**Given exercise 1**
According to the forum post on VA and IRS disability, what must you disclose on the forms for claiming income credits?
**Given exercise 2**
Rewrite the forum post on VA and IRS disability, starting with "In any event, a" and going on through "disabled by SSA.", and swap in "Social Security" wherever "SSA" appears.

As to income credits, etc. The forms to claim this require that you disclose VA payments and other nontaxable income. I'm against this in principal, and every time I bothered to fill out/use the forms, The result was that I could not claim the credit.

As to IRS rules

http://www.irs.gov/i...=168606,00.html

(Page leading to info, etc. for disabled taxpayers)

In any event, a doctors statement that you are disabled, and so forth, is covered in IRS publications and instructions.

(It would seem that you have several options to show the IRS that you are "P&T")

I don't know anything about your VA disability rating. SSA uses different rules than the VA. As a result, it's possible to be disabled by the VA and not disabled by SSA.

Or, SSA considers you to be totally disabled by the same conditions that the VA rates at lower percentages. This is where VA "TDIU" can come into play.

SSA can lump together conditions that the VA rates as unrelated co-existing conditions.

Hi, not sure what section to post these two questions so here goes:

1) Anyone know if being rated by the VA as 100% schedular or TDIU satisfies the IRS requirement as being totally disabled in order to be able to make IRA withdrawals penalty free before age 59 1/2? Or would I have to be approved for SSDI as well?

**Data extract**
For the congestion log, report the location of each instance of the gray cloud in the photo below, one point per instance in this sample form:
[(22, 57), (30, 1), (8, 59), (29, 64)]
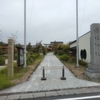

**Expected output 1**
VA payments and other nontaxable income.

**Expected output 2**
In any event, a doctors statement that you are disabled, and so forth, is covered in IRS publications and instructions.

(It would seem that you have several options to show the IRS that you are "P&T")

I don't know anything about your VA disability rating. Social Security uses different rules than the VA. As a result, it's possible to be disabled by the VA and not disabled by Social Security.